REQUIREMENTS> Collect each line of the material below that contains the word "chest", and copy those lines in full.

EXERCISE MATERIAL>
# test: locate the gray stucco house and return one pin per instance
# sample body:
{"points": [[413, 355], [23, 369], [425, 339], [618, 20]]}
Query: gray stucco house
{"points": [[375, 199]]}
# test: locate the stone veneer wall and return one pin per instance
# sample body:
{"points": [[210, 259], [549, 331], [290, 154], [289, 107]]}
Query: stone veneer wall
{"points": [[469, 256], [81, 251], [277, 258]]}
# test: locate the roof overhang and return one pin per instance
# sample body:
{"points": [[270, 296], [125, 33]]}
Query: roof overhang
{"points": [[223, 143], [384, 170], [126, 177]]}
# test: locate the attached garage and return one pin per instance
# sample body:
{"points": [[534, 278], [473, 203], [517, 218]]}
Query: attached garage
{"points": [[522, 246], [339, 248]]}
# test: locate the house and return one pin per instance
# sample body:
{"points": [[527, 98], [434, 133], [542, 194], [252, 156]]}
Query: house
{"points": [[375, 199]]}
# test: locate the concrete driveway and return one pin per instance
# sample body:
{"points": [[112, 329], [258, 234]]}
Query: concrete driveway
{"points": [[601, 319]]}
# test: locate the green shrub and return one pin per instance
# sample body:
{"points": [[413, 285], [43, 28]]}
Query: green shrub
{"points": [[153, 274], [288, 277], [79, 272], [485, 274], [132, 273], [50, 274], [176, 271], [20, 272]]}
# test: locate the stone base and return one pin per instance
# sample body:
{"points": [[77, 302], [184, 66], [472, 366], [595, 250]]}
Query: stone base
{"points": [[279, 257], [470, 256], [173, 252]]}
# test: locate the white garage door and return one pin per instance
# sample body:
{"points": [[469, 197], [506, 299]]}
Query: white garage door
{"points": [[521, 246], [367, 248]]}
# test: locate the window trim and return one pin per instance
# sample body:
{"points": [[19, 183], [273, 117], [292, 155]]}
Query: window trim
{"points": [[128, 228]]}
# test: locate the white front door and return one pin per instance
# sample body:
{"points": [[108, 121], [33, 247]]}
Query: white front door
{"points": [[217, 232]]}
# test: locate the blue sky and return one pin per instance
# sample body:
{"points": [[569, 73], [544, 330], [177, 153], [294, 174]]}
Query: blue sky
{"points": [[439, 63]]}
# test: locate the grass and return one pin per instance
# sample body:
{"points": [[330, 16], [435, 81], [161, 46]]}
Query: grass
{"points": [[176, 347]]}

--

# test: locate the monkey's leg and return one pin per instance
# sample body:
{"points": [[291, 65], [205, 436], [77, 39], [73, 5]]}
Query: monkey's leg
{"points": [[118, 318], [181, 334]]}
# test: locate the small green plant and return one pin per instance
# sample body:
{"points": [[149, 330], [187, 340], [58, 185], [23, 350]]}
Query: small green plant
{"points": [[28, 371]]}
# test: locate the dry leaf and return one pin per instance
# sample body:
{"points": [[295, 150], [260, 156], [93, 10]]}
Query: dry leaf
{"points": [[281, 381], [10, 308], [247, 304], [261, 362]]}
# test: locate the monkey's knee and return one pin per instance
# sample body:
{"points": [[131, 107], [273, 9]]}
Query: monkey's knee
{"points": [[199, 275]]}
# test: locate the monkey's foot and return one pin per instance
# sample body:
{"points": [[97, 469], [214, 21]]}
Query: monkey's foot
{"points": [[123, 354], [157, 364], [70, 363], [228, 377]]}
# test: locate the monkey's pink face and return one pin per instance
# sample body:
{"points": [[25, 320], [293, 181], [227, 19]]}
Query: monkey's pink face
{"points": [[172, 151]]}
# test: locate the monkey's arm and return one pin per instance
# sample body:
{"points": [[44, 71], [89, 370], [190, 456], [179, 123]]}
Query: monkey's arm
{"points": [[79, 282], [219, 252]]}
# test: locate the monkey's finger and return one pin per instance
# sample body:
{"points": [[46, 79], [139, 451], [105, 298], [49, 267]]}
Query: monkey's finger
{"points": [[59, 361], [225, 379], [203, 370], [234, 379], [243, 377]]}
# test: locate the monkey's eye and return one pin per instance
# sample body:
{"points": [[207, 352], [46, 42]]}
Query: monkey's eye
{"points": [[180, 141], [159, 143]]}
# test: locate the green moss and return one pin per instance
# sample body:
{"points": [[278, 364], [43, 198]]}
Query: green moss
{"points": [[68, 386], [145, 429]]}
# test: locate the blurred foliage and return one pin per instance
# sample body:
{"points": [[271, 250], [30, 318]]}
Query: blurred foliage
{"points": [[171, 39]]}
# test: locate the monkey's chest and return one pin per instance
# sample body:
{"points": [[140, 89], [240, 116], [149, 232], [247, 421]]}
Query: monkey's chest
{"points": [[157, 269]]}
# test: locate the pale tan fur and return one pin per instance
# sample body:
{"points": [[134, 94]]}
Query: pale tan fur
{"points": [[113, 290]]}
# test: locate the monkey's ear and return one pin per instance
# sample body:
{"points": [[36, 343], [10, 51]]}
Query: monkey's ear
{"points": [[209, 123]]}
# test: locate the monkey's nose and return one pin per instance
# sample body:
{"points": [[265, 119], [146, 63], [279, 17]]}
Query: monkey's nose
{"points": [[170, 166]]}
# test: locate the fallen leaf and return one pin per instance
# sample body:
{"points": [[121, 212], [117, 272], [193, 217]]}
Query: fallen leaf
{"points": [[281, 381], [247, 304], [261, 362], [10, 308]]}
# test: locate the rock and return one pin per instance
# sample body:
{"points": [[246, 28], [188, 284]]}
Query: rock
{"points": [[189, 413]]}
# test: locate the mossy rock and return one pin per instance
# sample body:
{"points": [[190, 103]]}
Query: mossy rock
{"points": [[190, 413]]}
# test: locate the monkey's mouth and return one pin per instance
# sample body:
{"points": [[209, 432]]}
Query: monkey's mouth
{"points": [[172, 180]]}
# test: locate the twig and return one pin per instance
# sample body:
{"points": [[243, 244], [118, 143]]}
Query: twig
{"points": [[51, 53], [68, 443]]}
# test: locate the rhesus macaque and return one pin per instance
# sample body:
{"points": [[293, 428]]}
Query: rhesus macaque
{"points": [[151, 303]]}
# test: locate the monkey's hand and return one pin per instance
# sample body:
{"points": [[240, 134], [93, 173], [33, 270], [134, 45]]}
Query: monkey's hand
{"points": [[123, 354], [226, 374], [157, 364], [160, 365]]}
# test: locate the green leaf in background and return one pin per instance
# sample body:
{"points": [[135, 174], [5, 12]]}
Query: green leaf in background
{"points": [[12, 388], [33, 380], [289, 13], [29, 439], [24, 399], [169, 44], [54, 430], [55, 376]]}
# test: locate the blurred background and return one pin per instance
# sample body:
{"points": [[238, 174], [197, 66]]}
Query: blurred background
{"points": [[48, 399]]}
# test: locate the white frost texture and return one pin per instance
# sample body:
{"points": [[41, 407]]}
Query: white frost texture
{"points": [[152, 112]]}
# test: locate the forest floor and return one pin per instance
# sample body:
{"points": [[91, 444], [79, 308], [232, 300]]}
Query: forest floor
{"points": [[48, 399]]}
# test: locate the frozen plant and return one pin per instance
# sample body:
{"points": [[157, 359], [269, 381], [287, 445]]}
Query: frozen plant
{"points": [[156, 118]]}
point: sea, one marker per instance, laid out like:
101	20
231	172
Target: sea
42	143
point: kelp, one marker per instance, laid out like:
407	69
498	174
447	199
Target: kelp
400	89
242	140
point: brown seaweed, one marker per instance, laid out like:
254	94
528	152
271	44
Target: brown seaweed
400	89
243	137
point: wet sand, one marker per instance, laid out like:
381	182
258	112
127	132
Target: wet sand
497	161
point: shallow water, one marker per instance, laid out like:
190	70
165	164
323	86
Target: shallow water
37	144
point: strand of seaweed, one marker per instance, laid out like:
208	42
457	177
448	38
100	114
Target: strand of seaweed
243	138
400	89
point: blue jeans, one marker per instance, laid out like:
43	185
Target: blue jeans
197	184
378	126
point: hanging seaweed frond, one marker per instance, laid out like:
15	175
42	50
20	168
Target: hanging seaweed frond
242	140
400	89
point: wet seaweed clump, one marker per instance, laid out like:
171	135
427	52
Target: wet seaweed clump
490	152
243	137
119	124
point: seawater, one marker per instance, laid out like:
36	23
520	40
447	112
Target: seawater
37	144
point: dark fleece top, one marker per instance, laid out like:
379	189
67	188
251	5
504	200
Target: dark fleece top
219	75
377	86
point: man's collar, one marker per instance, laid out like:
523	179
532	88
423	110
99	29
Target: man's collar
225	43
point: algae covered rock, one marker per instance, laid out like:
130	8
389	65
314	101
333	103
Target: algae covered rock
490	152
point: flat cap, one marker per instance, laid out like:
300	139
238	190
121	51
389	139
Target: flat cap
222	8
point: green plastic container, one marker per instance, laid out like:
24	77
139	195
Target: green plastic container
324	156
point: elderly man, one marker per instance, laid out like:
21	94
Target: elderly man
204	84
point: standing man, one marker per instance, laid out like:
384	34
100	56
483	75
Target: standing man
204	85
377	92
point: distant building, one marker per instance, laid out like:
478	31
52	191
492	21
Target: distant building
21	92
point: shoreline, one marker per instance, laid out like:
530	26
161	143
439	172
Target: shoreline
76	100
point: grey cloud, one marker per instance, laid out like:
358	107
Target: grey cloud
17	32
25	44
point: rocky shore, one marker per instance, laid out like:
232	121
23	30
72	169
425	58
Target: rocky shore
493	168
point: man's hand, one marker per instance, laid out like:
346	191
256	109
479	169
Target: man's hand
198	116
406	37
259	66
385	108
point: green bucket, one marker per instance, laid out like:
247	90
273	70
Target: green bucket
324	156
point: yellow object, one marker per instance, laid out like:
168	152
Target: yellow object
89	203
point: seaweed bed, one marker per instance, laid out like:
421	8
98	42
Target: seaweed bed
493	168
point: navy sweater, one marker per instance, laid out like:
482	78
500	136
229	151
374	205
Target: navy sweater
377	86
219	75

FINISHED ANSWER>
# test: locate the monkey's chest and return one pin per instance
Query: monkey's chest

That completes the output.